Exercise directions: Please copy out the following material line for line, without changing anything.

Task data:
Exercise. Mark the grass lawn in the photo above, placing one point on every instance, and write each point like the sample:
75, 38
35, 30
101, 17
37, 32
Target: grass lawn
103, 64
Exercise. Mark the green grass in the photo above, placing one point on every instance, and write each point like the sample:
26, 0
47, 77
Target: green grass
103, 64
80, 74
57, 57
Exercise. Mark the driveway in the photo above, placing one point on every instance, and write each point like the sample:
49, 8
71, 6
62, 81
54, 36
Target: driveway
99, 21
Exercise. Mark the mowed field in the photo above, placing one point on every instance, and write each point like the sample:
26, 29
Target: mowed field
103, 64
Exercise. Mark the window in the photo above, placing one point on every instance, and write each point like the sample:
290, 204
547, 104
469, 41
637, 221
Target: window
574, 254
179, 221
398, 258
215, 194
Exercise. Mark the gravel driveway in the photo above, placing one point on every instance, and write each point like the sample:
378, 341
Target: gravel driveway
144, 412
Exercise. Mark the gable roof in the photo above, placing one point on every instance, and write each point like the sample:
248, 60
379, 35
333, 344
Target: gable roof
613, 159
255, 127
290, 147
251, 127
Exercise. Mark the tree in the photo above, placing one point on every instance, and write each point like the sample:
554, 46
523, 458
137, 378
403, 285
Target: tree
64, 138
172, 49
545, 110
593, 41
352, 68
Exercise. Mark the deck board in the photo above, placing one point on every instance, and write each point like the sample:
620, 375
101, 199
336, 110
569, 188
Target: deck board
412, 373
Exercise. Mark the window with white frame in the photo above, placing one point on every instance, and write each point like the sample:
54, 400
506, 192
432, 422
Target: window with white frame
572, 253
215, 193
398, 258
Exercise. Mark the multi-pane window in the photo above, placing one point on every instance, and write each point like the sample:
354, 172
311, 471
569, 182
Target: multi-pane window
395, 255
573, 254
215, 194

Problem solution:
Exercise. Mark the grass lawn in the photo above, placing one point on every instance, and write each point like the sample:
75, 38
35, 30
101, 17
37, 32
Target: grass lawn
103, 64
Exercise. Mark the green grass in the photo above, placing one point on every instance, and write each point like the sample:
26, 0
47, 77
Target: green grass
103, 64
80, 74
57, 57
Exercise. Mark the driveway in the photo above, placing one point on every instance, and write each point like the sample:
49, 8
71, 6
62, 81
54, 36
Target: driveway
99, 21
Exercise. Mark the mowed field in the photo above, placing one point on every instance, and write each point like the sample:
26, 29
Target: mowed field
103, 64
Exercise. Mark the window in the photo above, placing one point on every instance, and write each point like the sample:
290, 204
547, 104
469, 41
637, 221
Target: window
574, 254
179, 221
398, 258
215, 194
Exercise. Mark the gravel driveway in the photo above, placing one point on every instance, and write each point like the sample:
378, 341
Target: gravel driveway
144, 412
Exercise. Mark the gable roof in the photo above, placing one point on every instance, and write each point like the sample:
248, 60
379, 35
333, 344
Target: gable roof
613, 159
255, 127
290, 147
251, 127
Exercise. Mark the tree in the photo above, placing one point on every instance, and write each point like the sample:
554, 46
523, 458
137, 378
403, 285
Target: tree
64, 138
172, 49
545, 110
593, 41
352, 68
Exercise. Mark the deck board in the photo above, placing one point on every instance, and write each point like the sample:
620, 375
101, 199
336, 110
569, 188
Target: deck board
412, 373
Exercise. Mark the window with white frame in the photo above, placing one point on every instance, and write each point like the sample:
54, 400
506, 192
432, 422
Target: window with white frame
572, 253
215, 193
398, 258
Exercise. Mark the multi-pane window in the photo above, placing one point on every instance, and write each point like the sample:
354, 172
311, 471
569, 182
Target: multi-pane window
395, 255
573, 254
215, 194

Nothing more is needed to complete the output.